Given text »
##############################

COLUMBIA, S.C. (WSPA)—Groups from across South Carolina that help veterans met Thursday at the Dorn VA Medical Center in Columbia for the nation’s first Community Veterans Engagement Board Summit. There are three CVEBs in the state—in the Update, Midlands, and Lowcountry—and other groups that help veterans. The idea was to bring them together to better coordinate their efforts.
South Carolina Attorney General Alan Wilson, a veteran himself, told the group, “We have so many groups out there that are operating independent of one another who are doing so many wonderful things, but I feel like if we kind of wove ourselves together as a fabric we could be force multipliers for each of our independent missions.”
Robert Rice, a Vietnam-era Air Force veteran, is not a member of any of the groups but came to the meeting to see what he could learn. He had his left knee replaced in 2004 and his right hip replaced in 2015 at the VA. He says his biggest concern is how long it takes veterans to get the healthcare they need. “When I was going through the process trying to get my hip replaced, they sent me to an outside doctor and it took six months for them to even get me back in to an appointment,” he says.

##############################

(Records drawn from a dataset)

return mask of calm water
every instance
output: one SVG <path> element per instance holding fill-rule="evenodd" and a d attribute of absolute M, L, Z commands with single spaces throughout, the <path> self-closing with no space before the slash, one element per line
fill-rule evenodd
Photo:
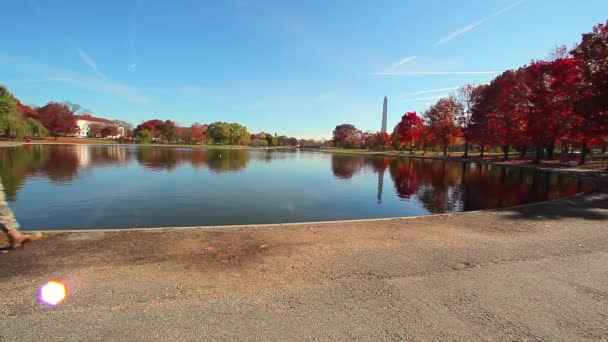
<path fill-rule="evenodd" d="M 413 216 L 589 190 L 564 176 L 475 163 L 136 146 L 4 148 L 0 176 L 26 230 Z"/>

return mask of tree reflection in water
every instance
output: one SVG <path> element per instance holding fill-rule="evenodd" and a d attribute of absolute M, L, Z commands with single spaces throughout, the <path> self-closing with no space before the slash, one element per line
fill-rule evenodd
<path fill-rule="evenodd" d="M 239 149 L 25 145 L 0 149 L 0 177 L 7 199 L 14 201 L 28 177 L 69 183 L 79 177 L 83 168 L 136 162 L 153 171 L 190 165 L 198 171 L 206 168 L 212 173 L 227 173 L 245 170 L 251 159 L 272 163 L 277 159 L 306 159 L 307 155 L 294 151 Z M 512 206 L 589 190 L 588 185 L 570 177 L 516 167 L 338 154 L 321 158 L 331 158 L 331 171 L 339 181 L 358 177 L 363 170 L 375 173 L 379 205 L 384 205 L 386 200 L 384 183 L 388 170 L 397 198 L 404 202 L 416 201 L 430 213 Z M 301 163 L 302 167 L 308 165 L 306 160 L 294 162 Z"/>

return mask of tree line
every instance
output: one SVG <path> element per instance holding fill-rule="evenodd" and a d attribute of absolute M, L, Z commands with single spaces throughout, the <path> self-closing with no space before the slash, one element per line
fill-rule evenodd
<path fill-rule="evenodd" d="M 247 127 L 238 123 L 217 121 L 210 124 L 193 123 L 182 127 L 172 120 L 153 119 L 137 125 L 135 140 L 140 143 L 155 141 L 186 144 L 248 145 L 252 147 L 298 146 L 299 141 L 286 135 L 249 133 Z"/>
<path fill-rule="evenodd" d="M 591 148 L 608 144 L 608 21 L 582 35 L 574 48 L 558 47 L 547 60 L 507 70 L 489 84 L 464 85 L 422 115 L 405 113 L 392 134 L 363 133 L 353 125 L 333 132 L 338 147 L 422 149 L 443 154 L 456 142 L 481 156 L 498 147 L 534 160 L 580 151 L 585 164 Z"/>
<path fill-rule="evenodd" d="M 77 115 L 84 112 L 85 109 L 71 102 L 49 102 L 42 107 L 31 107 L 21 103 L 6 87 L 0 86 L 0 136 L 5 138 L 74 135 L 80 130 L 76 123 Z M 117 136 L 118 126 L 122 126 L 125 132 L 132 130 L 128 122 L 114 120 L 91 124 L 88 134 L 97 138 Z"/>

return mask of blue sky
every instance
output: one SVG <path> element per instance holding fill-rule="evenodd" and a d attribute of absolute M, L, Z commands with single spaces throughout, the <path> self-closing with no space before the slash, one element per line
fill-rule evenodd
<path fill-rule="evenodd" d="M 7 3 L 8 1 L 8 3 Z M 606 0 L 2 0 L 0 84 L 94 115 L 330 137 L 545 58 Z"/>

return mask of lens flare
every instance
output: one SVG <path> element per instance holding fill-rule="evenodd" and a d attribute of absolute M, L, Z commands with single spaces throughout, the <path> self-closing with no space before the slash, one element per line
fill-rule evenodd
<path fill-rule="evenodd" d="M 60 304 L 65 301 L 67 296 L 67 288 L 59 280 L 51 280 L 38 289 L 38 302 L 47 306 Z"/>

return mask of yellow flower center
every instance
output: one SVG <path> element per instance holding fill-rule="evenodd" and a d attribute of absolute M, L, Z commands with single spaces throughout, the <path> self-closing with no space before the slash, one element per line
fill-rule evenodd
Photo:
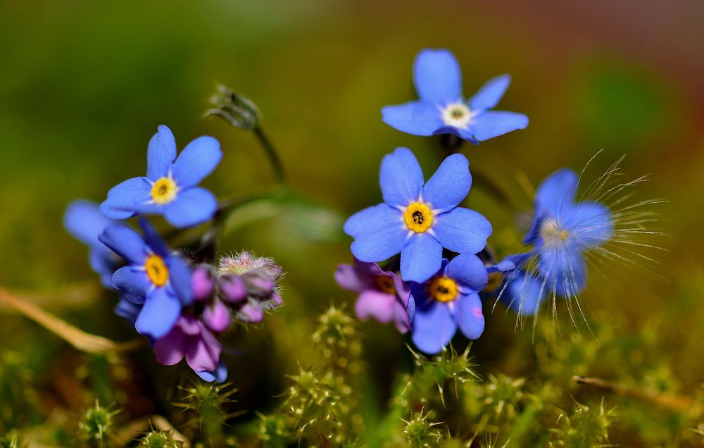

##############################

Task list »
(a) Using the summit report, decide whether each statement agrees with it. Answer yes or no for each, and quote the words that decide it.
(i) Robert Rice belongs to one of the groups at the meeting.
(ii) Alan Wilson is a veteran.
(iii) Robert Rice had his right hip replaced in 2004.
(b) Answer these questions from the summit report, one line each.
(i) Where was the summit held?
(ii) In which military branch did Robert Rice serve?
(iii) How long did it take before Rice got another appointment after being sent to an outside doctor?
(c) Translate this sentence from the summit report into Spanish: "He says his biggest concern is how long it takes veterans to get the healthcare they need."

Problem solutions »
(a)
(i) No: "is not a member of any of the groups"
(ii) Yes: "a veteran himself"
(iii) No: "his right hip replaced in 2015"

(b)
(i) At the Dorn VA Medical Center in Columbia
(ii) The Air Force
(iii) Six months

(c) Dice que su mayor preocupación es cuánto tiempo tardan los veteranos en recibir la atención médica que necesitan.